Locate every line in the items below that contains the word "board", and copy each of those lines. Matching is case-sensitive.

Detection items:
=====

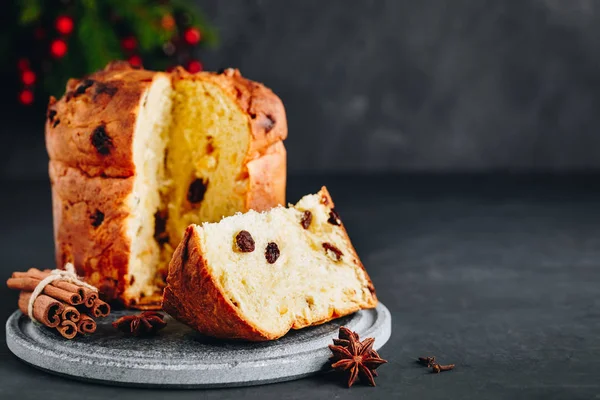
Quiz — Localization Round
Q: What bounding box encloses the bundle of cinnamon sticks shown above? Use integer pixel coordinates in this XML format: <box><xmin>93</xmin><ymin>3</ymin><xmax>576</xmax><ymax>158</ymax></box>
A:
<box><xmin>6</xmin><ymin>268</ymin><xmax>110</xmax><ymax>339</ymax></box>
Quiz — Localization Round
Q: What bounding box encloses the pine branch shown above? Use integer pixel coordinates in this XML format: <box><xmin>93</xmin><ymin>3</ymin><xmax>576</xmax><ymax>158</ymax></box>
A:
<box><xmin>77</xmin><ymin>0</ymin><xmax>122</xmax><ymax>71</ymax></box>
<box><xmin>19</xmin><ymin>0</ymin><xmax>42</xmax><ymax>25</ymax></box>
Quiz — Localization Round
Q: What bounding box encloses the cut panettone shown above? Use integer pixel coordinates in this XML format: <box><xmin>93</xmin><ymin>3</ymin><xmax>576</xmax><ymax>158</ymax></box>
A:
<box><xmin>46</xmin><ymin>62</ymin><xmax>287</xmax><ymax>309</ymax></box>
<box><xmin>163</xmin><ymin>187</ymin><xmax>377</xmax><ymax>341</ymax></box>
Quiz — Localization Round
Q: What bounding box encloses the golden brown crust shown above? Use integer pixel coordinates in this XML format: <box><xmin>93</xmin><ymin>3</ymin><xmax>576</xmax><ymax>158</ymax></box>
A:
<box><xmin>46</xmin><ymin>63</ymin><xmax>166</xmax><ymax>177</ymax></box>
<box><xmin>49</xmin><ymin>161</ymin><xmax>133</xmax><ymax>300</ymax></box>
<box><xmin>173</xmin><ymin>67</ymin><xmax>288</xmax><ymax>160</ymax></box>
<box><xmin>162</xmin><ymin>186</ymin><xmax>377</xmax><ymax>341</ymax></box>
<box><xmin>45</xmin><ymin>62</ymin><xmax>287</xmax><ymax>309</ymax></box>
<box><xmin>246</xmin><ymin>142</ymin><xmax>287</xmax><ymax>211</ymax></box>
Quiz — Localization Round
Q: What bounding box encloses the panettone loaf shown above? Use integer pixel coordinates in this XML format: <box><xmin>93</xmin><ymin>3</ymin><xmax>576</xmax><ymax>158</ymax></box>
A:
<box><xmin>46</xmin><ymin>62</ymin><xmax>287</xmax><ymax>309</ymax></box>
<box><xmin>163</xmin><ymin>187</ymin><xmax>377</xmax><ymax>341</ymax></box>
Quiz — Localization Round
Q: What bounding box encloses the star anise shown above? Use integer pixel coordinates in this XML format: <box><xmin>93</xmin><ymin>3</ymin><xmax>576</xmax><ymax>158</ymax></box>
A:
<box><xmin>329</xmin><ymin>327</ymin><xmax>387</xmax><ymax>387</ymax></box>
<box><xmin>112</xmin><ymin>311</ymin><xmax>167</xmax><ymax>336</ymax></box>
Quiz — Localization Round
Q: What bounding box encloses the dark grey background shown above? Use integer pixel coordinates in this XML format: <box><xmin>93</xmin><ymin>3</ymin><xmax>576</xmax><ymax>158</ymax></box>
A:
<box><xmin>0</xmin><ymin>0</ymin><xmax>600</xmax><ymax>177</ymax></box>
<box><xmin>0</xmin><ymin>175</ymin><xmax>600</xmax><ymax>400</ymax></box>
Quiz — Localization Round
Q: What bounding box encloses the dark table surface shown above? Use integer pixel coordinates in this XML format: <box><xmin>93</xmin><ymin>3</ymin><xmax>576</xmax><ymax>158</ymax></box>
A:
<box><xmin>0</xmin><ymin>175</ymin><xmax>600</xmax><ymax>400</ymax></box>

=====

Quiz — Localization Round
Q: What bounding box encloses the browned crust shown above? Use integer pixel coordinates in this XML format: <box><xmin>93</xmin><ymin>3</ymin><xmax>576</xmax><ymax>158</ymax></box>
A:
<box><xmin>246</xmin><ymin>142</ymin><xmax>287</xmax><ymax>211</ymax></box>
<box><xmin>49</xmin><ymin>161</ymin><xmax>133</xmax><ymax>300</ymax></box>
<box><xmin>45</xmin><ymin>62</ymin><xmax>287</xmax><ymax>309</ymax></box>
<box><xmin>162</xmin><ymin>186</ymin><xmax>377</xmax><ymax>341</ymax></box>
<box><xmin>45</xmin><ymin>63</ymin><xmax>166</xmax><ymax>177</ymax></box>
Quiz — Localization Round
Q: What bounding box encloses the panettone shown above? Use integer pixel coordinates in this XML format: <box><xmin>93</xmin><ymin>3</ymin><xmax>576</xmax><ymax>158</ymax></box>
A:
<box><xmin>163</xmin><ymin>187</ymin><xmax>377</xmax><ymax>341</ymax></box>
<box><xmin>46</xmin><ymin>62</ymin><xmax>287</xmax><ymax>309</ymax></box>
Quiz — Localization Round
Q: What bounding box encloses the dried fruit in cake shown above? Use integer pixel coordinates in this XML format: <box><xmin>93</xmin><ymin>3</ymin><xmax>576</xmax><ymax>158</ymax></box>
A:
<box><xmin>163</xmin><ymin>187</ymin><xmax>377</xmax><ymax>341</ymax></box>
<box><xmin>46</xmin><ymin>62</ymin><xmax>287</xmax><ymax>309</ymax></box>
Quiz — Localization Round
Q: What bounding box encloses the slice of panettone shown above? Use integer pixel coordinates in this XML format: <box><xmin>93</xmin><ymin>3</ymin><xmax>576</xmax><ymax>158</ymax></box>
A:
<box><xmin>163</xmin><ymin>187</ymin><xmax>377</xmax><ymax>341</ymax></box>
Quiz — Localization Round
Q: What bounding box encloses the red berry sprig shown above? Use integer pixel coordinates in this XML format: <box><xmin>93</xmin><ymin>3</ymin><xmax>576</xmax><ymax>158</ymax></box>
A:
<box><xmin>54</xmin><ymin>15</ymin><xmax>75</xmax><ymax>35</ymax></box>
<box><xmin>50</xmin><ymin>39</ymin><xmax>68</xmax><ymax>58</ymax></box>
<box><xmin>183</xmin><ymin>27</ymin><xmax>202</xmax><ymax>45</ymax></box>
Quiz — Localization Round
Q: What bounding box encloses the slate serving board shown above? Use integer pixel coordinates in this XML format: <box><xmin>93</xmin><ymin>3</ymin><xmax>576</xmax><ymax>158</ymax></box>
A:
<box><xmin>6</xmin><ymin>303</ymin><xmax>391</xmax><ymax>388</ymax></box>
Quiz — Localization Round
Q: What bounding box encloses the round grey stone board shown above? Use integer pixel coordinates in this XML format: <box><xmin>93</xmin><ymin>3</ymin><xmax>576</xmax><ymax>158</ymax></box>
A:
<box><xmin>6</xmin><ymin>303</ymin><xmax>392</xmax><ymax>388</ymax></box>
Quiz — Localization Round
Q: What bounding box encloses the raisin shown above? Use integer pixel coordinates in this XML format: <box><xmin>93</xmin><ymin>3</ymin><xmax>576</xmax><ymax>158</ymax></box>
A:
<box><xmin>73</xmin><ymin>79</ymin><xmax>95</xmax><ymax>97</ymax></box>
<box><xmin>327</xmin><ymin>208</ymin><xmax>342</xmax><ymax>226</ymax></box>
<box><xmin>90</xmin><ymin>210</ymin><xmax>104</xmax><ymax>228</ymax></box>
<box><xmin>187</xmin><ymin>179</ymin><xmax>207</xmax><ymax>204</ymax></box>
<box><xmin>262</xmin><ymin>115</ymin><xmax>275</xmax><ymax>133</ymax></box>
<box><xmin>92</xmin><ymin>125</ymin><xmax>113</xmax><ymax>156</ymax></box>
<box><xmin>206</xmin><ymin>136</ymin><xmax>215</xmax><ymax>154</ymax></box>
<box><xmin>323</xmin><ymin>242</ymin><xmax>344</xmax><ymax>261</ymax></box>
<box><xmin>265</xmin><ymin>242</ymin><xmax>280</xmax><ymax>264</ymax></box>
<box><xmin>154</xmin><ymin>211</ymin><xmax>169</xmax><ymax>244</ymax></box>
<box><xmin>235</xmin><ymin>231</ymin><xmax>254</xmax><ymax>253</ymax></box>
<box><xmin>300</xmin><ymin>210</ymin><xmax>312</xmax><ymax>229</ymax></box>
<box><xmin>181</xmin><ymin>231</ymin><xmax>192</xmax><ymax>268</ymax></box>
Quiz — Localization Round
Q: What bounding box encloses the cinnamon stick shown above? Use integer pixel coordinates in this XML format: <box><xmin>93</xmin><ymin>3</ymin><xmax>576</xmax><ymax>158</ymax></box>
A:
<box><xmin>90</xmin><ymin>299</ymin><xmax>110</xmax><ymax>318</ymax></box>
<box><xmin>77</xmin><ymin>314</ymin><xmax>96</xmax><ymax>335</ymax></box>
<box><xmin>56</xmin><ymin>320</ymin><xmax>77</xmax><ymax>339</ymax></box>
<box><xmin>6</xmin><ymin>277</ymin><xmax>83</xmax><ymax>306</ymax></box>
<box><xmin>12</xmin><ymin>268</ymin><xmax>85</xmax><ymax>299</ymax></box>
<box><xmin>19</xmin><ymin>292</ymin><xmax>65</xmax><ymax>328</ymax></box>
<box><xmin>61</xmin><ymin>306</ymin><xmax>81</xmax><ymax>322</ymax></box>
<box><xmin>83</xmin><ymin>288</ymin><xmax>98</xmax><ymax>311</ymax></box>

=====

- **OUTPUT FOR THIS EXERCISE**
Q: What bounding box encloses the slate serving board shown above? Use integer pixel coordinates in this XML format: <box><xmin>93</xmin><ymin>3</ymin><xmax>576</xmax><ymax>158</ymax></box>
Q: What bounding box encloses the round grey stone board shown above? Use integer pixel coordinates in this XML format: <box><xmin>93</xmin><ymin>3</ymin><xmax>576</xmax><ymax>158</ymax></box>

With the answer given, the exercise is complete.